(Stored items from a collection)
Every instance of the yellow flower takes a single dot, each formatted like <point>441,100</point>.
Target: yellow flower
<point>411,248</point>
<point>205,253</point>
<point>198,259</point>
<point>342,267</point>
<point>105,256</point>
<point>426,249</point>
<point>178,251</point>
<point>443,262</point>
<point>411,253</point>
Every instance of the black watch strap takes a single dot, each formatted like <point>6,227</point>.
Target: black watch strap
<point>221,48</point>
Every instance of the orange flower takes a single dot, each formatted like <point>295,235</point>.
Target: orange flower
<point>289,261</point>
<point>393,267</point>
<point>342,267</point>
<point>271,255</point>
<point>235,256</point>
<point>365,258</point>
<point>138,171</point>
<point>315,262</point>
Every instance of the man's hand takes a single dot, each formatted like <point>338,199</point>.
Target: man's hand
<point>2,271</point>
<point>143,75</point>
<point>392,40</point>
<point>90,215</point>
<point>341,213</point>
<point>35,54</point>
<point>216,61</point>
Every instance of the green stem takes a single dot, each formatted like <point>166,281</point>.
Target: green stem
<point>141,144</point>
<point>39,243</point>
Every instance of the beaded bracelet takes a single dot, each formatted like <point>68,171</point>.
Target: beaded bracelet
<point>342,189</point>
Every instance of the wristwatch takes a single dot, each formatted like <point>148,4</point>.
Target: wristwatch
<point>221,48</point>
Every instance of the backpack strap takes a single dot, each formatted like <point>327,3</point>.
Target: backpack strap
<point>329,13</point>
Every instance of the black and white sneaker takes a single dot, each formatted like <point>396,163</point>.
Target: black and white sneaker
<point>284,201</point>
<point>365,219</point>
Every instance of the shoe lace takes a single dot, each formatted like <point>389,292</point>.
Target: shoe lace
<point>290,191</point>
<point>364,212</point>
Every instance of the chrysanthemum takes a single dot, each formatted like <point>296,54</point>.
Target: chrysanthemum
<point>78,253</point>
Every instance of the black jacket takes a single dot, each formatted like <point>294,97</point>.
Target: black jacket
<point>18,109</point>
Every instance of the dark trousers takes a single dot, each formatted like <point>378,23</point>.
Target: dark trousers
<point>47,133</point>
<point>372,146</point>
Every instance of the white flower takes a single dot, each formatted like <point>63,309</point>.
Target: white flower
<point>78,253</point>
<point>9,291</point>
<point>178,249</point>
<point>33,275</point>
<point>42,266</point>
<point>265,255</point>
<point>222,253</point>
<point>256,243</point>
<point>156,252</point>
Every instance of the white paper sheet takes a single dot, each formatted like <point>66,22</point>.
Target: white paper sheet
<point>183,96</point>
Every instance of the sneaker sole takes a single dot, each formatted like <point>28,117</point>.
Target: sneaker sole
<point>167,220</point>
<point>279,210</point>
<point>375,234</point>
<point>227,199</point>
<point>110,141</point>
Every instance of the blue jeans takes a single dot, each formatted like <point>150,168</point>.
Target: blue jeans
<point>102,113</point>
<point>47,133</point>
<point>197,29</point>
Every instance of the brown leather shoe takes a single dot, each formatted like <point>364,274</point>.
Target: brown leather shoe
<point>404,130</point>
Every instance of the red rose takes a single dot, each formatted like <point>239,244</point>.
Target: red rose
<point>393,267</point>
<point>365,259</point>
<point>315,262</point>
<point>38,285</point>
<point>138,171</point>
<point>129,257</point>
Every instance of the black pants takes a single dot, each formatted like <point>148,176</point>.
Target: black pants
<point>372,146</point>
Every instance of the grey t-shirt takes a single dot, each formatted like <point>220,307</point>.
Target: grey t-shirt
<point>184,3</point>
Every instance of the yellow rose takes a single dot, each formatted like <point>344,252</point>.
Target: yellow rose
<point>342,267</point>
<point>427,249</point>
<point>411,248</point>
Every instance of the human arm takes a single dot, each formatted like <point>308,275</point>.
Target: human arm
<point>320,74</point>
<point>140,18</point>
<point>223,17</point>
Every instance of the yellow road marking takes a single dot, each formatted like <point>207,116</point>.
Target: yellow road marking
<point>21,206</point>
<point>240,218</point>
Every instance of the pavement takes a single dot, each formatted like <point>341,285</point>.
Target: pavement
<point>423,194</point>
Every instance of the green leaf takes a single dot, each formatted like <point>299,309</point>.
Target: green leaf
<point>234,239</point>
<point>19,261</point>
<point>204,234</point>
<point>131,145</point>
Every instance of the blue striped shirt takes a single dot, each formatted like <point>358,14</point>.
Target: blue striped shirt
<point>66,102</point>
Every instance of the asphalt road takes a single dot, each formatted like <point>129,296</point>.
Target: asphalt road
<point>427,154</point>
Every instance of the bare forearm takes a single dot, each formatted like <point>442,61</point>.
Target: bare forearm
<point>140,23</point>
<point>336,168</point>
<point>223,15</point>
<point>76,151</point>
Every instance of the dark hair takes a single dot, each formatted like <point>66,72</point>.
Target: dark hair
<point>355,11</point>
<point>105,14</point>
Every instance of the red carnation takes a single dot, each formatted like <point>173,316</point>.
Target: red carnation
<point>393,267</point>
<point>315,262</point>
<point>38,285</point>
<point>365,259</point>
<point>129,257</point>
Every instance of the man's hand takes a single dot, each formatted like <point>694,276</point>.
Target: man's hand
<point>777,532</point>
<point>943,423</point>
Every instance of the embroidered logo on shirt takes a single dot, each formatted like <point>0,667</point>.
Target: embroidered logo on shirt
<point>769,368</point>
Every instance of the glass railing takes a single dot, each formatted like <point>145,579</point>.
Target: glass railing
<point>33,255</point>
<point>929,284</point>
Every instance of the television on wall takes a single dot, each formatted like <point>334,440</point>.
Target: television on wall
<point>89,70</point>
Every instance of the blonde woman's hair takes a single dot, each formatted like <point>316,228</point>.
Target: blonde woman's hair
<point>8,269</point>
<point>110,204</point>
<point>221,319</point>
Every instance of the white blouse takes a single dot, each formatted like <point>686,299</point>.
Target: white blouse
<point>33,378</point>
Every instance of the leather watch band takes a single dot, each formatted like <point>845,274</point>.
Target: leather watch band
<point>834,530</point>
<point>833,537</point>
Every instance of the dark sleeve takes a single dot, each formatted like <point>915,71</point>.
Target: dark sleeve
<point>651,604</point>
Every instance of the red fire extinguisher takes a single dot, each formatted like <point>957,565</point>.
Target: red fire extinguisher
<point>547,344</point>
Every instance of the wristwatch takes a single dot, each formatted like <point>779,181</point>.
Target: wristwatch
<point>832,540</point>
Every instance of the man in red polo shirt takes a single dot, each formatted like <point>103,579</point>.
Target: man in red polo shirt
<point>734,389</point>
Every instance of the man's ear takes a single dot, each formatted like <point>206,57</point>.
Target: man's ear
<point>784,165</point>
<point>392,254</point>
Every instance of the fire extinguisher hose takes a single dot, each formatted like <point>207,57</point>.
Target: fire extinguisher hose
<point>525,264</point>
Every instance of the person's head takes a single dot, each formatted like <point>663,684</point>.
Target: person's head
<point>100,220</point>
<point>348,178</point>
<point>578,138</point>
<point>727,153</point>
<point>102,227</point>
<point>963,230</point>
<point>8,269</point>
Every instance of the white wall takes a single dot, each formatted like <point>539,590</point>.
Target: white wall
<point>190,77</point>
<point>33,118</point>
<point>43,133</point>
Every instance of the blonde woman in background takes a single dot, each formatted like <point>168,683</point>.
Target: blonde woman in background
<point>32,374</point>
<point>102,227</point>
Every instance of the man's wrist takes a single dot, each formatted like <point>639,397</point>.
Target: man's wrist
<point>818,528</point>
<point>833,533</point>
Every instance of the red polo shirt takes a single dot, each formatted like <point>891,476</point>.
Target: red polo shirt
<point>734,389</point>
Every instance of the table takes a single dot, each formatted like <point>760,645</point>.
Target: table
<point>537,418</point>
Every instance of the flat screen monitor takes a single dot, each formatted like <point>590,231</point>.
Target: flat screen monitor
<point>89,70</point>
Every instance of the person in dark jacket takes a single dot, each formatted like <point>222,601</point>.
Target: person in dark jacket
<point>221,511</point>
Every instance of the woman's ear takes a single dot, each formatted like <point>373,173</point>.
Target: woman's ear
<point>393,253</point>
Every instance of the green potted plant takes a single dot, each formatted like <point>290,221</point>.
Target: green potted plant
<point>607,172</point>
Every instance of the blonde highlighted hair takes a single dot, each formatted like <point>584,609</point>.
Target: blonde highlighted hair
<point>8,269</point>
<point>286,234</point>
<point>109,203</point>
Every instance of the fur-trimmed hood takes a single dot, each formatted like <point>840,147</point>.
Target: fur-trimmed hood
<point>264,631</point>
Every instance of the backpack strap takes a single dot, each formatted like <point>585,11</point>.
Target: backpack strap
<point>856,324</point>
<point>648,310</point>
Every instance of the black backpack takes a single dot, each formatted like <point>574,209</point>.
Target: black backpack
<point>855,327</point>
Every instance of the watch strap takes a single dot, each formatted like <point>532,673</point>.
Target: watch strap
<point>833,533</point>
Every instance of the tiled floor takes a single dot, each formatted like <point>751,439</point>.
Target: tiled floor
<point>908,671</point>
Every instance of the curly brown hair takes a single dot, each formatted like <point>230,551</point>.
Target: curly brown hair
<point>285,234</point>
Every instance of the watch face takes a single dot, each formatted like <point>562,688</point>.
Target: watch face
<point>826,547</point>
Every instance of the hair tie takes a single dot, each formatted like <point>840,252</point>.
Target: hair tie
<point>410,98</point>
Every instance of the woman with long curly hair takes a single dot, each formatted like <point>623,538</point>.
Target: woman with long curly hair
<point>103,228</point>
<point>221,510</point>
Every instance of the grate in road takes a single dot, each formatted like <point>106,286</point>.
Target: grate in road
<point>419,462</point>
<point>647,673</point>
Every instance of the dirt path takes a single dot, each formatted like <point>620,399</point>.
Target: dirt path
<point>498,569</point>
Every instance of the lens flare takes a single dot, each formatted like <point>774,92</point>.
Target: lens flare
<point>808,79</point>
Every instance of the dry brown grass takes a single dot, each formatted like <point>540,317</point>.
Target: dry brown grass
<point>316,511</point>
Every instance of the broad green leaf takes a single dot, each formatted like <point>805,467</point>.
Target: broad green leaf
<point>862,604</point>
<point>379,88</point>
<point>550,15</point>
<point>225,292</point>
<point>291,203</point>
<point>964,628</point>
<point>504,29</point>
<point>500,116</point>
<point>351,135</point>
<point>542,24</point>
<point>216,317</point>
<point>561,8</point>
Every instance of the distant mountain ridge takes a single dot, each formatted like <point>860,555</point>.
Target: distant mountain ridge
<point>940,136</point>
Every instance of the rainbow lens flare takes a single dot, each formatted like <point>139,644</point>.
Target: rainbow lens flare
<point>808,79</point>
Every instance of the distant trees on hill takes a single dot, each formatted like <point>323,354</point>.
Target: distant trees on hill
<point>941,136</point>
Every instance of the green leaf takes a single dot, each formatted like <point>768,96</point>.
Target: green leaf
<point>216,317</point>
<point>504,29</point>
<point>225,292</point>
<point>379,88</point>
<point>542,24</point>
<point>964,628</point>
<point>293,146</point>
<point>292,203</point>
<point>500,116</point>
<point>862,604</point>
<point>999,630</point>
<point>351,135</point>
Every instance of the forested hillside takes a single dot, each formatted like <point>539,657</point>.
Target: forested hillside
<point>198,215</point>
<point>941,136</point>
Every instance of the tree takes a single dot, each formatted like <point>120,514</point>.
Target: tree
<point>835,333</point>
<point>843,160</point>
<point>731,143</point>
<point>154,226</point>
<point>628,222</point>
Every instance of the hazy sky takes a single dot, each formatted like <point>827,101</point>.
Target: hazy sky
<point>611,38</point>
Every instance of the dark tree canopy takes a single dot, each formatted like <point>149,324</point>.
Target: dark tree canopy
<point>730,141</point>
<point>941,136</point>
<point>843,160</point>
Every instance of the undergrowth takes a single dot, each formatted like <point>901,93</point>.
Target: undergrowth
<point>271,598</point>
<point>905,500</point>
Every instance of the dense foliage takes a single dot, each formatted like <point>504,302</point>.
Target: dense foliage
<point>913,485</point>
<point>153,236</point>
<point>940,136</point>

Set task | Repeat the line that contains "Every instance of the forested", then every line after it until the records end, with nothing added.

Reply to the exercise |
Every instance of the forested hillside takes a single dot, each formatted like <point>539,657</point>.
Target: forested hillside
<point>198,215</point>
<point>941,136</point>
Every instance of the tree takes a single dot, each formatted like <point>120,514</point>.
Target: tree
<point>835,333</point>
<point>843,160</point>
<point>731,143</point>
<point>154,226</point>
<point>628,222</point>
Every instance of the hazy sky takes a single dot, each formatted like <point>827,101</point>.
Target: hazy sky
<point>611,38</point>
Every instance of the dark tree canopy takes a single dot, each formatted like <point>149,324</point>.
Target: dark tree canopy
<point>730,141</point>
<point>941,136</point>
<point>843,160</point>
Every instance of the undergrowth takes a single dot, each formatted like <point>901,93</point>.
Target: undergrowth
<point>271,598</point>
<point>905,500</point>
Every instance of the dense foliage takes a single dot, each formatted like <point>504,302</point>.
Target: dense foliage
<point>913,485</point>
<point>153,236</point>
<point>940,136</point>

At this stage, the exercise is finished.